[Annotated coordinate records]
>>

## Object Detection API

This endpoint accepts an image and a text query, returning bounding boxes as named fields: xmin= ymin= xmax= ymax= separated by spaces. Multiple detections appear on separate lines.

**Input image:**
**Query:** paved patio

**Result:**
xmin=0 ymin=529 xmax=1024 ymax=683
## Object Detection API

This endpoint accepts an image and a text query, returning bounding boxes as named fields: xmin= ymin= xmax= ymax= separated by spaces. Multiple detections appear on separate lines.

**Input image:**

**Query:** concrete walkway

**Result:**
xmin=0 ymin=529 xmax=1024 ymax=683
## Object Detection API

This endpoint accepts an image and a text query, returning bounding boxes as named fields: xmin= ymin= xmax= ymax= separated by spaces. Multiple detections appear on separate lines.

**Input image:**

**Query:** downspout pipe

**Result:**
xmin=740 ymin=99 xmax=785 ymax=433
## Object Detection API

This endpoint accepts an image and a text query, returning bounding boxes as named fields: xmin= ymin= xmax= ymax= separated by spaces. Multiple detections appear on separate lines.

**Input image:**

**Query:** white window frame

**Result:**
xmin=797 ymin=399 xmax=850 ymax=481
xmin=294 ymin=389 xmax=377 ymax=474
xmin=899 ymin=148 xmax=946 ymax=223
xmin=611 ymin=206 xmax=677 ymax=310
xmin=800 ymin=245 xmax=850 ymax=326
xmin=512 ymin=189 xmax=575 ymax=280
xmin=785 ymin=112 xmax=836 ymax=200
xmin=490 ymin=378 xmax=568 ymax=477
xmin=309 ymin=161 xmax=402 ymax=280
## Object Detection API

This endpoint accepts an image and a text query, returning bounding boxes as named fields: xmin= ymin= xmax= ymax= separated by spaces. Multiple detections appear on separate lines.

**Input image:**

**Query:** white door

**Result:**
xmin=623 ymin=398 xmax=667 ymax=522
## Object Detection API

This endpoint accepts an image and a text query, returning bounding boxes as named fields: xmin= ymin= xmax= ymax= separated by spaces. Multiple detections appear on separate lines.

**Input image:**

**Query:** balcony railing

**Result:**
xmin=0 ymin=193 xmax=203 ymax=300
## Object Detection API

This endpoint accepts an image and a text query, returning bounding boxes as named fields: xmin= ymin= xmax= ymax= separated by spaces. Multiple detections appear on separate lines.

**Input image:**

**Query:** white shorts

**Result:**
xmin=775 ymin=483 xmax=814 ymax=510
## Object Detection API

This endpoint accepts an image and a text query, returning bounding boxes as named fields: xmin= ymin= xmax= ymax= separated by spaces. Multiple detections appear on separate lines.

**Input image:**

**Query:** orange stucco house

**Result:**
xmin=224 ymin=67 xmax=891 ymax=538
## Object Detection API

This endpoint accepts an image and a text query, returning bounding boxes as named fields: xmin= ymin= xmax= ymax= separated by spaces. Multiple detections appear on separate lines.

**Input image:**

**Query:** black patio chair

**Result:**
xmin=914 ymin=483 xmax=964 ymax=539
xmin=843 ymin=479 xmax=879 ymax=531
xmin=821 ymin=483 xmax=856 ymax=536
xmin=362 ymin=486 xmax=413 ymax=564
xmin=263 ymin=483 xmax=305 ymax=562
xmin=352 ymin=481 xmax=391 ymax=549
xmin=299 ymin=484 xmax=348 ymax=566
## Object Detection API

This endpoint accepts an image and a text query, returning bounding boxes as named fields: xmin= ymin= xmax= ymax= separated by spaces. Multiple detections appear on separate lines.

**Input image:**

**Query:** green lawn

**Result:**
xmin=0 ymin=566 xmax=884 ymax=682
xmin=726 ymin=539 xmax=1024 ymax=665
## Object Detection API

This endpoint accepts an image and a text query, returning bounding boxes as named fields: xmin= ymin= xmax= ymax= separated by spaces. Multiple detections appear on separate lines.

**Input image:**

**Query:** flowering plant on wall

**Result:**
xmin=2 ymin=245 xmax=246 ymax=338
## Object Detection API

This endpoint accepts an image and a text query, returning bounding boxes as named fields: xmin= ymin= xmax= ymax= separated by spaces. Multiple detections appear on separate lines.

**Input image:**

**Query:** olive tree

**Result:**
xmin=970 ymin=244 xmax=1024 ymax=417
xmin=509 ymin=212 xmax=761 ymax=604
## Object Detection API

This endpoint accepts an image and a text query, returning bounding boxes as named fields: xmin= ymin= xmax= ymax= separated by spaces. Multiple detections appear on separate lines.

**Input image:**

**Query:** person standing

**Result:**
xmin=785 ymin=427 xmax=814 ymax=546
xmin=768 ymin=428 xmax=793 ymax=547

<<

**TASK STATEMENT**
Rewrite the data above with each occurrence of "endpoint" replaced by "service", keeping every other character the same.

**EXERCISE SOLUTION**
## Object Detection API

This service accepts an image and a text query, returning bounding boxes as named fields: xmin= ymin= xmax= ymax= separated by spaces. Multiple detections appear on separate lines.

**Input image:**
**Query:** paved patio

**Result:**
xmin=0 ymin=529 xmax=1024 ymax=683
## Object Detection API

This service accepts an image and a text query, returning bounding boxes as named fields: xmin= ymin= xmax= ymax= separated by spaces. Multiple detections appear on separate lines.

**Input image:**

**Query:** concrete walkway

**Result:**
xmin=0 ymin=529 xmax=1024 ymax=683
## Object Detection API

This service accepts an image and a text query, returning bounding boxes as named fields: xmin= ymin= xmax= ymax= separated by spaces. Multiple detections appear on separate lines.

**Input image:**

**Query:** downspout pipe

**Result:**
xmin=740 ymin=99 xmax=785 ymax=433
## Object Detection API

This service accepts an image and a text query, returning bounding boxes as named fields: xmin= ymin= xmax= ymax= separated by spaces. Multiple detections appear on separate lines.

**Input image:**

**Query:** white window frame

**Result:**
xmin=797 ymin=399 xmax=850 ymax=481
xmin=294 ymin=389 xmax=377 ymax=474
xmin=899 ymin=148 xmax=946 ymax=223
xmin=611 ymin=206 xmax=677 ymax=310
xmin=800 ymin=245 xmax=850 ymax=326
xmin=512 ymin=189 xmax=575 ymax=280
xmin=785 ymin=112 xmax=836 ymax=200
xmin=490 ymin=378 xmax=568 ymax=477
xmin=309 ymin=161 xmax=402 ymax=280
## Object Detection API

This service accepts an image and a text query, returning bounding boxes as named fields: xmin= ymin= xmax= ymax= separated by spaces. Multiple detections appear on separate lines.

**Input image:**

**Query:** white door

**Result:**
xmin=623 ymin=398 xmax=667 ymax=522
## Object Detection API

This service accepts an image and a text query, returning bounding boxes as named fields: xmin= ymin= xmax= ymax= separated by spaces. Multiple detections appear on separate lines.

**Input image:**

**Query:** balcony railing

**Result:**
xmin=0 ymin=193 xmax=203 ymax=300
## Object Detection API

This service accepts an image and a text query, returning bounding boxes as named fields: xmin= ymin= xmax= ymax= separated by spaces. Multiple detections appear on separate lines.

**Input image:**

**Query:** white shorts

**Result:**
xmin=775 ymin=483 xmax=814 ymax=510
## Object Detection API

This service accepts an image and a text query, returning bounding boxes as named fields: xmin= ymin= xmax= ymax= separated by spaces. Multiple detections appear on separate lines.

**Input image:**

**Query:** orange stucco house

**Result:**
xmin=224 ymin=67 xmax=891 ymax=538
## Object Detection API

This service accepts an image and a text query, returning bounding boxes as named fields: xmin= ymin= xmax= ymax= separated by spaces. Multiple detections appear on separate lines.

**Input image:**

**Query:** black patio chair

**Result:**
xmin=914 ymin=483 xmax=964 ymax=539
xmin=843 ymin=479 xmax=879 ymax=531
xmin=821 ymin=483 xmax=856 ymax=536
xmin=362 ymin=486 xmax=413 ymax=564
xmin=263 ymin=483 xmax=305 ymax=562
xmin=352 ymin=481 xmax=391 ymax=549
xmin=299 ymin=484 xmax=348 ymax=566
## Object Detection API

This service accepts an image and a text query, returning bounding boxes as named fields: xmin= ymin= xmax= ymax= separated by spaces. Multiple detections appear on separate lines.

**Input image:**

**Query:** green lawn

**Result:**
xmin=0 ymin=566 xmax=884 ymax=682
xmin=726 ymin=539 xmax=1024 ymax=665
## Object Detection API

This service accepts an image and a text query, returning bounding boxes as named fields: xmin= ymin= xmax= ymax= separated by spaces. Multiple detections appear on separate lines.

**Input image:**

**Query:** flowering plant on wall

**Result:**
xmin=2 ymin=245 xmax=246 ymax=338
## Object Detection API

This service accepts an image and a text query, returning bounding boxes as named fields: xmin= ymin= xmax= ymax= separated by spaces. Multiple detections appear on separate lines.

**Input image:**

**Query:** olive tree

**Result:**
xmin=970 ymin=244 xmax=1024 ymax=417
xmin=509 ymin=212 xmax=761 ymax=604
## Object Detection API

This service accepts an image and a text query, returning bounding boxes as named fields: xmin= ymin= xmax= ymax= separated by spaces. Multiple detections appear on separate lines.

**Input image:**

**Query:** person standing

**Result:**
xmin=785 ymin=427 xmax=814 ymax=546
xmin=768 ymin=428 xmax=793 ymax=547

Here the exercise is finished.